Document passage:
--- --- ---

Nate Borden

No. 87, 75
- Position: Defensive end

Personal information
- Born: September 22, 1932 Detroit, Michigan, U.S.
- Died: September 30, 1992 (aged 60) Las Vegas, Nevada, U.S.
- Listed height: 6 ft 0 in (1.83 m)
- Listed weight: 234 lb (106 kg)

Career information
- High school: William L. Dickinson (Jersey City, New Jersey)
- College: Indiana
- NFL draft: 1955 (25th round, 293rd overall pick)

Career history
- Green Bay Packers (1955–1959); Dallas Cowboys (1960–1961); Buffalo Bills (1962); Toronto Argonauts (1963)*;
- * Offseason or practice squad member only

Awards and highlights
- Second-team All-Big Ten (1954);

Career NFL/AFL statistics
- Fumble recoveries: 9
- Stats at Pro Football Reference

= Nate Borden =

American gridiron football player (1932–1992)

Nathaniel Borden (September 22, 1932 – September 30, 1992) was a professional American football defensive end in the National Football League (NFL) for the Green Bay Packers and Dallas Cowboys. He also was a member of the Buffalo Bills in the American Football League (AFL). He played college football at Indiana University.

==Early life==
Borden attended William L. Dickinson High School, where he was an All-state fullback and tackle. He also practiced the discus throw, the shot put and the two-mile run.

He accepted a scholarship from Indiana University. As a freshman, he played at defensive tackle. He played as a defensive end in his next two years. As a senior, he was moved back to defensive tackle. He never missed a game, playing in 36 straight contests.

==Professional career==

===Green Bay Packers===
Borden was selected by the Green Bay Packers in the 25th round (293rd overall) of the 1955 NFL draft.

During this early period, Borden was one of the few African-American players on the Packers along with Frank Purnell, who played in 1957. When he could not find housing within the city limits, he had to room at a rundown motel just outside Green Bay. A number of Packers were also staying at the motel. They told the manager he would lose their business if Borden could not room there. Quarterback Bart Starr befriended Borden and frequently had him and his family at Starr's home for dinner.

He was a starter at defensive end during four straight seasons. When Vince Lombardi was hired as the new head coach for the 1959 season, Borden was the only African-American player on the roster and Lombardi had to assist him in finding a decent place to live. He wasn't protected for the NFL Expansion Draft due to a knee injury.

--- --- ---

Continue the Nate Borden biography from where it ends. None of the rows below are needed to do this.

Listed entries:

--- --- ---

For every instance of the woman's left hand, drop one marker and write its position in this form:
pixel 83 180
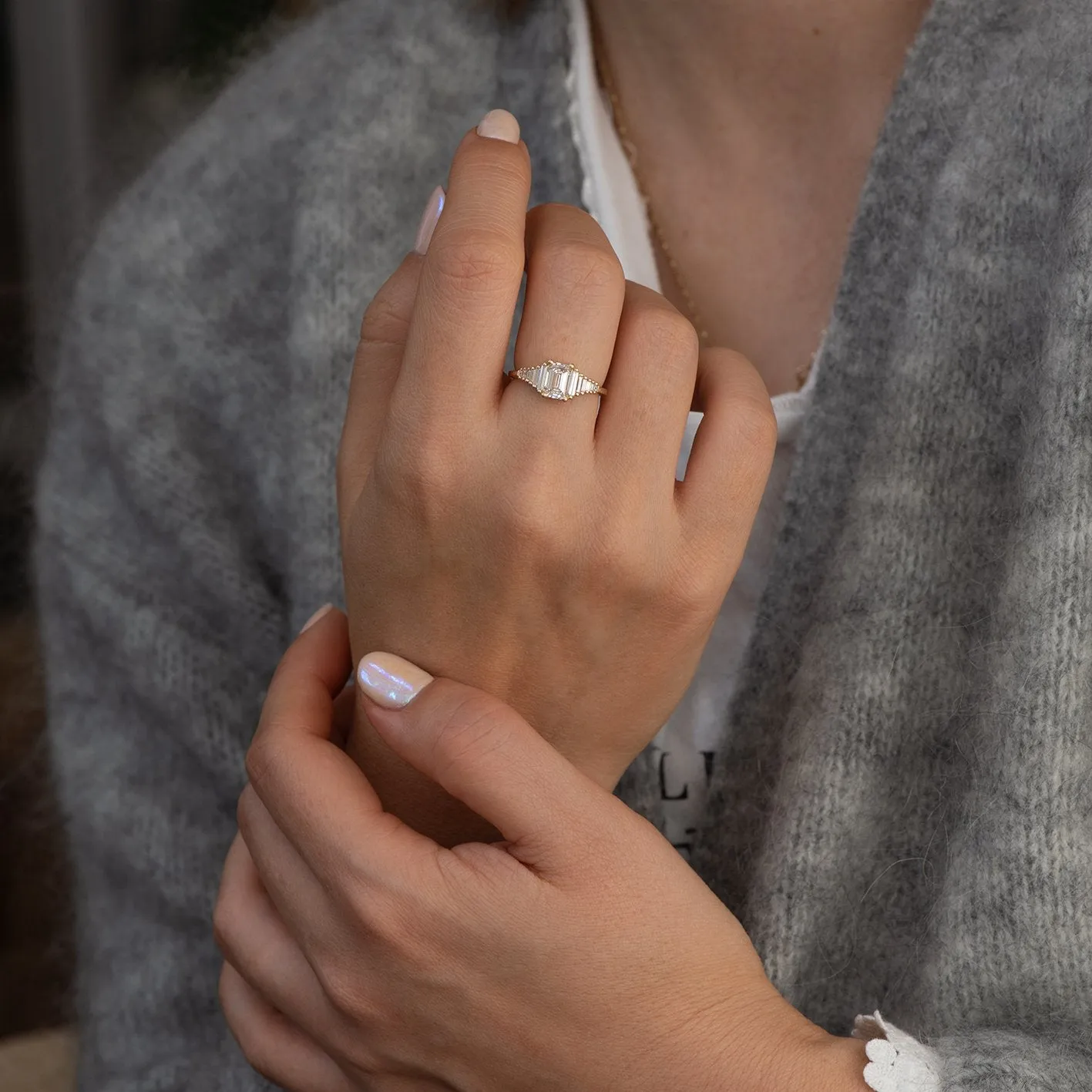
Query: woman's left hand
pixel 581 953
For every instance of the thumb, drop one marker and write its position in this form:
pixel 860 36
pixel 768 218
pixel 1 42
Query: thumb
pixel 484 754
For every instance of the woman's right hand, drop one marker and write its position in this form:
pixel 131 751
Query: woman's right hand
pixel 543 550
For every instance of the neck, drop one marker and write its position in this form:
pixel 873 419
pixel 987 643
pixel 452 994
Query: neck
pixel 796 70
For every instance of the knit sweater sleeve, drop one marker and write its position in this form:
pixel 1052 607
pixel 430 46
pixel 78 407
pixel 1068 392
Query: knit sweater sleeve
pixel 982 1060
pixel 162 620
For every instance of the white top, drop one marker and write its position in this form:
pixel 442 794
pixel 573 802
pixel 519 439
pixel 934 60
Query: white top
pixel 689 740
pixel 687 743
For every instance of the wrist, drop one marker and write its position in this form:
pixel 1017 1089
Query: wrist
pixel 782 1050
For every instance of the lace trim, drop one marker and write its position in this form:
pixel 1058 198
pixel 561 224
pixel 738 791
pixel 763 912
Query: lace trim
pixel 588 193
pixel 898 1063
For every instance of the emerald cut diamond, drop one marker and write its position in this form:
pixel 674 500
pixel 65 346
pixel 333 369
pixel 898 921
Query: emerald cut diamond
pixel 556 380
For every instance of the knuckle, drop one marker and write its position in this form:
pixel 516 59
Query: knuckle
pixel 476 260
pixel 757 424
pixel 528 513
pixel 419 471
pixel 469 731
pixel 223 924
pixel 569 264
pixel 665 331
pixel 262 764
pixel 344 985
pixel 384 324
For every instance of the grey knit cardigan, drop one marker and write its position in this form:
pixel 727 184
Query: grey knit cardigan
pixel 901 815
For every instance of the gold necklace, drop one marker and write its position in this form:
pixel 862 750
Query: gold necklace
pixel 606 78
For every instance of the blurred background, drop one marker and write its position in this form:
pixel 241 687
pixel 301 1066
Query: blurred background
pixel 89 91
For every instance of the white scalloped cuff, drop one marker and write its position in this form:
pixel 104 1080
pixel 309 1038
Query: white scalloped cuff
pixel 898 1063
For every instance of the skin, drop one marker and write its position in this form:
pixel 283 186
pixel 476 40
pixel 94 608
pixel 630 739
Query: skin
pixel 584 607
pixel 754 148
pixel 754 121
pixel 361 957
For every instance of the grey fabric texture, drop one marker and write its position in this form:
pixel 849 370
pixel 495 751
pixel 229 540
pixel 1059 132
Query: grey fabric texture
pixel 901 815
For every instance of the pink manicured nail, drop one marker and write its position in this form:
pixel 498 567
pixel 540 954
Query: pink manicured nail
pixel 500 125
pixel 318 614
pixel 429 220
pixel 390 680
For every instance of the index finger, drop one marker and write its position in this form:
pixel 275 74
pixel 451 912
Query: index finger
pixel 471 277
pixel 318 796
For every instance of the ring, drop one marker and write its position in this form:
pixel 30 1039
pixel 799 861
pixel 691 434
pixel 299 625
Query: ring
pixel 555 380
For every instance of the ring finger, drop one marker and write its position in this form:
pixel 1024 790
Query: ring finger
pixel 575 296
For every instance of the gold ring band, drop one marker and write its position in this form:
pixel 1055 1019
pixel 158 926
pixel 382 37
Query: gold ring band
pixel 559 381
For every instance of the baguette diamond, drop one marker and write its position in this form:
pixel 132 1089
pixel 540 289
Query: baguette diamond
pixel 556 380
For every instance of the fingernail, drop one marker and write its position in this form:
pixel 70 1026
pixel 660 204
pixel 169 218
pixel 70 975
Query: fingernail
pixel 390 680
pixel 318 614
pixel 429 220
pixel 500 125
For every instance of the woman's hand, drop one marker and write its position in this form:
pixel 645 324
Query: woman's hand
pixel 543 550
pixel 581 953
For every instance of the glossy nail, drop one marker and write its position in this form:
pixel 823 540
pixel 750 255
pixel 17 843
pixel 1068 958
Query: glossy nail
pixel 318 614
pixel 500 125
pixel 390 680
pixel 429 220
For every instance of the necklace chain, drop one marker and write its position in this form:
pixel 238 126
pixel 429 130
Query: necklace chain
pixel 606 76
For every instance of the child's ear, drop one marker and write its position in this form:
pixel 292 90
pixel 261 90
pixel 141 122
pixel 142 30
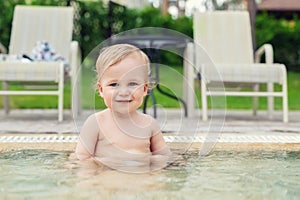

--- --- ---

Response to the task:
===Dallas Cowboys===
Borden was selected by the Dallas Cowboys in the 1960 NFL expansion draft and became the first starter at left defensive end in franchise history, registering 48 tackles. The next year, he was switched to the right side, after John Gonzaga was traded and Bob Lilly was drafted. He was released on September 11, 1962.

===Buffalo Bills===
In 1962, he was signed by the Buffalo Bills of the American Football League. He played in three games before an ankle injury sidelined him for the rest of the season. He was cut in 1963.

===Toronto Argonauts===
On July 15, 1963, he signed with the Toronto Argonauts of the Canadian Football League. He was released on July 26.

==Personal life==
In 1961, he was a college scout for the Dallas Cowboys during the offseason. In 1965, he was hired to scout for the United Scouting organization of the NFL, before being hired by the Green Bay Packers for the same role. In 1967, he was hired as a scout by the Atlanta Falcons. In 1973, he took a job as a part-time scout for the Cincinnati Bengals. In 1974, he was hired as a fulltime scout with the World Football League.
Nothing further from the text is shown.